▶ [What the task asks]: Reproduce, word for word, the rows between the line holding "Per the specification, this detector localizes the glass bottle" and the line holding "(240, 107), (316, 244)", inclusive.

— START OF Supplied records —

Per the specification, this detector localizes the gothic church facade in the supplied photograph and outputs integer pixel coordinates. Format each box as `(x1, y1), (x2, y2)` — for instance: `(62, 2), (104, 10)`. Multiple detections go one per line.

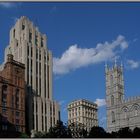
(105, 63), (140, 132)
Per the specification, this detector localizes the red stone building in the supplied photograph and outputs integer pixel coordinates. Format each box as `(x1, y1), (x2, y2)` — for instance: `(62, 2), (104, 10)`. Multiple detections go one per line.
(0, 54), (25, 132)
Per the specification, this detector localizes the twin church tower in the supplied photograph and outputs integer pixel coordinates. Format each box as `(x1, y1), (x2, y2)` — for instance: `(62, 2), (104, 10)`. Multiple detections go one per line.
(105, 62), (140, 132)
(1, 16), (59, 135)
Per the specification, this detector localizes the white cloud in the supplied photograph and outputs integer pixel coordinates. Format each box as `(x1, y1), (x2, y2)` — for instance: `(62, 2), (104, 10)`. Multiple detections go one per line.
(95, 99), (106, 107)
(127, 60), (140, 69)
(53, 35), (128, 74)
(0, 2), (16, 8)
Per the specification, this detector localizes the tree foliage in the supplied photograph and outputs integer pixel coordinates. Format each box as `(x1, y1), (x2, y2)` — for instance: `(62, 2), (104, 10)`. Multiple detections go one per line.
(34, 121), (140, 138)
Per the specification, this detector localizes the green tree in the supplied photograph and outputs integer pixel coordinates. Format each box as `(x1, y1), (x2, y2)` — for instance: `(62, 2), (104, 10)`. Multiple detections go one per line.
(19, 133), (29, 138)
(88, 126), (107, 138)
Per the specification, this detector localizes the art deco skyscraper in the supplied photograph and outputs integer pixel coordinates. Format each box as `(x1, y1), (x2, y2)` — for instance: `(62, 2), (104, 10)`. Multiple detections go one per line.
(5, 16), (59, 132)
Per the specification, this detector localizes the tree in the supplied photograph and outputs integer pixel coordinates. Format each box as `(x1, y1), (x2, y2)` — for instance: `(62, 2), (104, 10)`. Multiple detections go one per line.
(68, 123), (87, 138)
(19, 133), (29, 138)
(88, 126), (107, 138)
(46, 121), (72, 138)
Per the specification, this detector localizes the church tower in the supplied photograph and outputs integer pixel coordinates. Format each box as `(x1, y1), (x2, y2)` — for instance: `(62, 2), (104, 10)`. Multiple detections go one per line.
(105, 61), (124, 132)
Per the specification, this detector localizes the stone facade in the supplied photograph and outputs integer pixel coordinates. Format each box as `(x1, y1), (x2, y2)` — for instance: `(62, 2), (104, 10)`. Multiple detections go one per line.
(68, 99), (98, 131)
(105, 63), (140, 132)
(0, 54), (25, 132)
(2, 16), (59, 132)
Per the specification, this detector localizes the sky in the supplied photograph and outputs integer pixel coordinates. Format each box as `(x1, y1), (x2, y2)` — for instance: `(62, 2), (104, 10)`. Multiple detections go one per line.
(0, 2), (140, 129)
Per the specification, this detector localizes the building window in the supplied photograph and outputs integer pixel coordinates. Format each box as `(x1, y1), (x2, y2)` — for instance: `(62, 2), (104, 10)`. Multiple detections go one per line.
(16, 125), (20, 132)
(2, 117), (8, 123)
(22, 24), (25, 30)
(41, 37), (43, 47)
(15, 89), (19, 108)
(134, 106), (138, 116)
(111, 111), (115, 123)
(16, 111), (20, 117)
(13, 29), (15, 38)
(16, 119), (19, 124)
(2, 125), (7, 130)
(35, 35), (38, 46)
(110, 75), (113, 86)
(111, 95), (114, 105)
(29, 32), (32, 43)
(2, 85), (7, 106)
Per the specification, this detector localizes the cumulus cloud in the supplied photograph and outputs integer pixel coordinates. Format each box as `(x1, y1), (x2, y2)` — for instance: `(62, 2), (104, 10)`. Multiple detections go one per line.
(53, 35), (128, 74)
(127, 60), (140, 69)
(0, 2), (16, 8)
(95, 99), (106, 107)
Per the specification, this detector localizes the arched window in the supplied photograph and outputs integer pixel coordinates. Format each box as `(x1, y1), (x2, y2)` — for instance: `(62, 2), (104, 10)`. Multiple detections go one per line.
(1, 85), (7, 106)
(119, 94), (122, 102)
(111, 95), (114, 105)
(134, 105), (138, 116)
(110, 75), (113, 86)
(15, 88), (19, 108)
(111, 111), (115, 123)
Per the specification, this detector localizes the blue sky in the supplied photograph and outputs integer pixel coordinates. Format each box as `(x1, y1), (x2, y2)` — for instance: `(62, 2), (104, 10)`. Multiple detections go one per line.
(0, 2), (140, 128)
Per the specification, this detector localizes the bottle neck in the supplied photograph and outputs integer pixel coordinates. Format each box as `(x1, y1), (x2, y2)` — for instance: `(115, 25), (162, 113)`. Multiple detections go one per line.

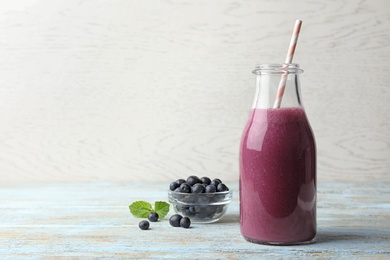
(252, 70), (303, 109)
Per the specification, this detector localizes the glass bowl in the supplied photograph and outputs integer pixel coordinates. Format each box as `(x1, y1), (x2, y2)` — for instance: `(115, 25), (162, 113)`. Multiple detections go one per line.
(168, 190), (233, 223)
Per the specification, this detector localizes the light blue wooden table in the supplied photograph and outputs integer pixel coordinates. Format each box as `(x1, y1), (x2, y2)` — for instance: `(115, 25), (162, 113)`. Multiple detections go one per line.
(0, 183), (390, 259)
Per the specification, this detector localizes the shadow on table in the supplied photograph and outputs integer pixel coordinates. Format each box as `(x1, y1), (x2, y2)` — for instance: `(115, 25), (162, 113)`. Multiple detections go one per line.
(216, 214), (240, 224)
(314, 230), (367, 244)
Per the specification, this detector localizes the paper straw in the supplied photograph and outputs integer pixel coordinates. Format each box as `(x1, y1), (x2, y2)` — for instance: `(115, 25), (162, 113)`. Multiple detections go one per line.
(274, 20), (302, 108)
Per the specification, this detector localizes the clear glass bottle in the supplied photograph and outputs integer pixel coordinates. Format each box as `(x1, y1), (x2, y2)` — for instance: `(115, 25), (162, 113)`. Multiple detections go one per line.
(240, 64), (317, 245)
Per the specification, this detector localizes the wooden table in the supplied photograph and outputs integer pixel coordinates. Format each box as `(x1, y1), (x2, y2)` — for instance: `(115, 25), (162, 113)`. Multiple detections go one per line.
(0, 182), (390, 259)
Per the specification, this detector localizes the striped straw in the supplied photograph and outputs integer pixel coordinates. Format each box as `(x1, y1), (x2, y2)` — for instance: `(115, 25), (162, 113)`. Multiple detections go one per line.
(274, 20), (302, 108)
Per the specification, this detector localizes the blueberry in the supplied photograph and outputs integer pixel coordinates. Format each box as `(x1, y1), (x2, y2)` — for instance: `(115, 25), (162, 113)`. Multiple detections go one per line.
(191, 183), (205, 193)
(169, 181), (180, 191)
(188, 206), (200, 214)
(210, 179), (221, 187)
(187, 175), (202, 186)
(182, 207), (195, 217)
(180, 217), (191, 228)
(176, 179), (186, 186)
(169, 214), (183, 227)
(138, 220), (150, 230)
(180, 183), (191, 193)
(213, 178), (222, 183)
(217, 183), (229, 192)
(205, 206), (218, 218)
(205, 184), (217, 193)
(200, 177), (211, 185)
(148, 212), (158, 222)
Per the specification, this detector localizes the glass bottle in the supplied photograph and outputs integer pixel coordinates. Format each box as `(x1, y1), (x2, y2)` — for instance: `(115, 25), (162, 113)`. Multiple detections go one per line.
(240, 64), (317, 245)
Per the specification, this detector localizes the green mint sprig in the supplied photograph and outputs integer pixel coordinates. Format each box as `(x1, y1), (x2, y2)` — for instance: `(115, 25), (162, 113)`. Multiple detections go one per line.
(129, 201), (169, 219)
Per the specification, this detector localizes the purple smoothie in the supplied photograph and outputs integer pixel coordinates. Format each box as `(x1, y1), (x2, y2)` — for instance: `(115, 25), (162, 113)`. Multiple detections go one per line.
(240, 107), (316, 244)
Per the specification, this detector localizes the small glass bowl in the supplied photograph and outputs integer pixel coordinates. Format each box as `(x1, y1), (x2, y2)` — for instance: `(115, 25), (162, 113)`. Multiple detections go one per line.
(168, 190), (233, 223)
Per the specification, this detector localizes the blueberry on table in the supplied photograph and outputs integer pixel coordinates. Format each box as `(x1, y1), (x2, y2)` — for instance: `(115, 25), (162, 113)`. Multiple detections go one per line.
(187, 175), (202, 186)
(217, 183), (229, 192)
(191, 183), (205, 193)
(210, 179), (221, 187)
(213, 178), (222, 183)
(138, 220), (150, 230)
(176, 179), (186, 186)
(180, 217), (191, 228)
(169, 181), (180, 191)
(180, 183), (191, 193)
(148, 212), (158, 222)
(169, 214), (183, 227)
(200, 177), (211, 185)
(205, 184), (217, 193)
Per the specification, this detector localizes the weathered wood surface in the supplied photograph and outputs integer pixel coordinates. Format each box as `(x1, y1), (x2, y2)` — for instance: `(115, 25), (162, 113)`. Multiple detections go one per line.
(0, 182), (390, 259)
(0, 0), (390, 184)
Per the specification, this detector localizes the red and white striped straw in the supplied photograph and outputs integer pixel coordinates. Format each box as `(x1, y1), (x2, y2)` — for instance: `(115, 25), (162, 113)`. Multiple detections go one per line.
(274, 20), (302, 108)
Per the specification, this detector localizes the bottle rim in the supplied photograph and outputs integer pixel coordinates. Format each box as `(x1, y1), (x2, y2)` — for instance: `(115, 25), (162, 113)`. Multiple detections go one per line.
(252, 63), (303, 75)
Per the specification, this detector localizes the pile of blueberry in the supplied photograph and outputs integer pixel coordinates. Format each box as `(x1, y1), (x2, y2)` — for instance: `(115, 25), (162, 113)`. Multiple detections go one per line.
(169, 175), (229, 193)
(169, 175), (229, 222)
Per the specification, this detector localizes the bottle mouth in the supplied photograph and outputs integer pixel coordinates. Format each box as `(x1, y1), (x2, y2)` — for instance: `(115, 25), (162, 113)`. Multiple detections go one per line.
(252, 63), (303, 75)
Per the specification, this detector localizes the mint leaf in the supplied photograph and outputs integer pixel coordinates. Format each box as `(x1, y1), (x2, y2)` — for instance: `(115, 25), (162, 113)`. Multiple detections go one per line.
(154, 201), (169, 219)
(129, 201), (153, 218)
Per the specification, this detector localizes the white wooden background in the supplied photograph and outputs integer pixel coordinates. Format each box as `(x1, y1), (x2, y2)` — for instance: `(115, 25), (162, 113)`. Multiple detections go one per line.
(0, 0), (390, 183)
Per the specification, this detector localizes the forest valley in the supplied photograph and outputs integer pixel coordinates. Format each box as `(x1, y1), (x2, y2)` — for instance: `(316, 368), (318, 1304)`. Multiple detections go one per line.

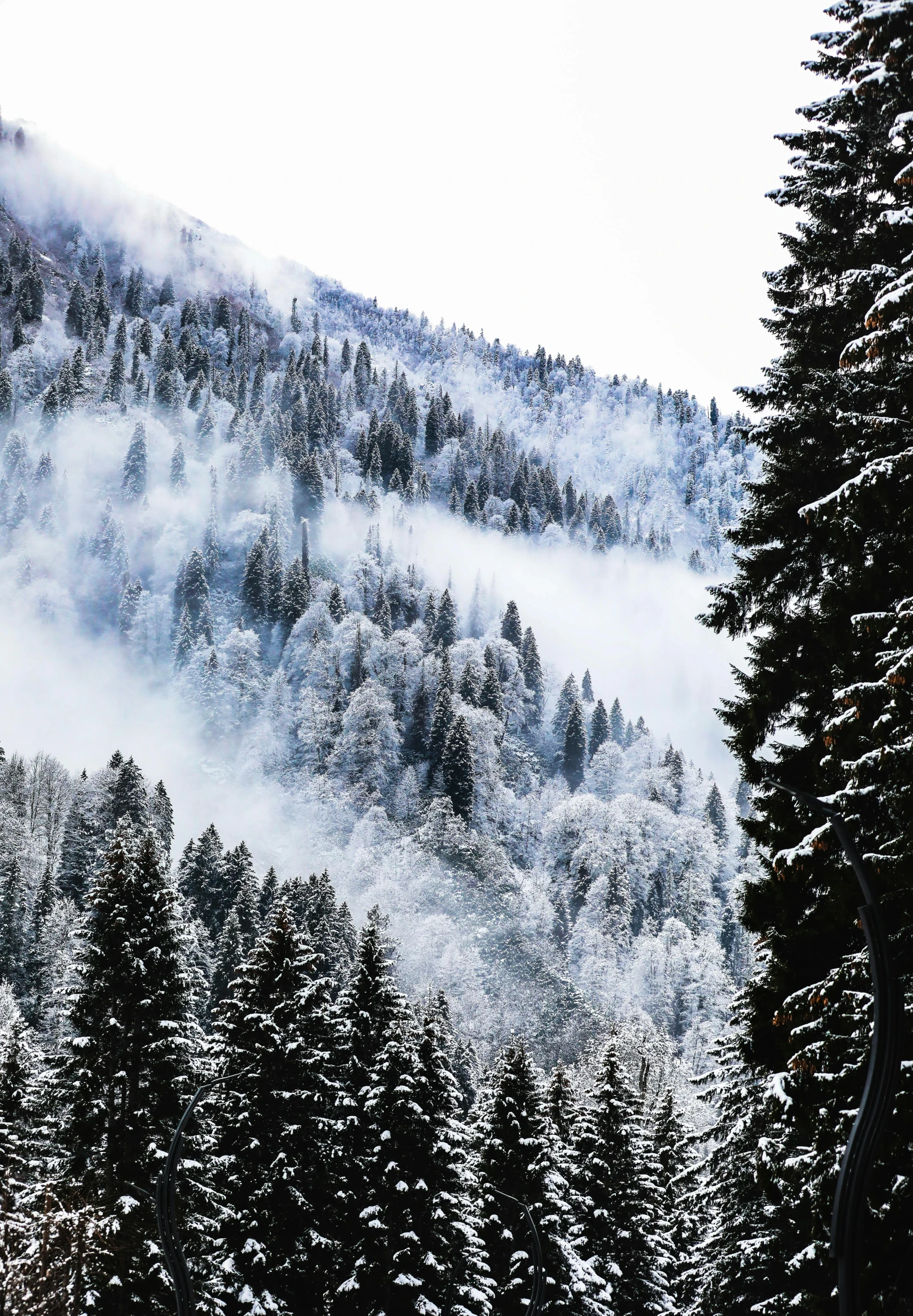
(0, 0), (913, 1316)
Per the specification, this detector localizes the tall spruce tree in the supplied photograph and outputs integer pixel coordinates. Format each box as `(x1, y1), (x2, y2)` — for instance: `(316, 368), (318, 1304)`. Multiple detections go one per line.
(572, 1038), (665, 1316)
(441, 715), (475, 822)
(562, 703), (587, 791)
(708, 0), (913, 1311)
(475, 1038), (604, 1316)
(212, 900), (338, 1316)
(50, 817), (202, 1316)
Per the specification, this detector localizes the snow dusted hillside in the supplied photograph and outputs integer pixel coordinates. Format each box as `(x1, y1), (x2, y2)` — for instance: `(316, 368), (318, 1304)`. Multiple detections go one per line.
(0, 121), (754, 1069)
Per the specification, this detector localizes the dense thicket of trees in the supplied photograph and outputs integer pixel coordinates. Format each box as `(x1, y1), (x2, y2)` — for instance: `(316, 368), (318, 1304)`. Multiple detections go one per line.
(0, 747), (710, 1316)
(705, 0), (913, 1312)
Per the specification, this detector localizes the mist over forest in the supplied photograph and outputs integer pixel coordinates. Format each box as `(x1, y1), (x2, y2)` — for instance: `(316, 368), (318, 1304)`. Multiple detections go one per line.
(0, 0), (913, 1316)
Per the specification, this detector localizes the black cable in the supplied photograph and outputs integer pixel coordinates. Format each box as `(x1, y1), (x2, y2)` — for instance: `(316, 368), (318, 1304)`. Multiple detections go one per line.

— END OF Supplied records —

▶ [Solution]:
Per the specification, this detector localizes the glass bottle in the supplied photograph and outputs integer pixel coordinates. Format each box as `(x1, y1), (x2, y2)` — for instance: `(115, 25), (162, 113)`. Multiple detections go one per line.
(240, 64), (317, 245)
Per the specification, this detector localizes the green mint sprig in the supplied photograph and outputs integer pixel coordinates. Format each box as `(x1, y1), (x2, y2)` — for instance: `(115, 25), (162, 113)`. Multiple detections go one per line.
(129, 201), (169, 219)
Per the specification, this detector localizes the purple smoothie in the supplied photograph and outputs integer pixel coordinates. Format each box as `(x1, y1), (x2, y2)` — for instance: `(115, 25), (162, 113)`. Multiple detections go one per line.
(240, 107), (316, 244)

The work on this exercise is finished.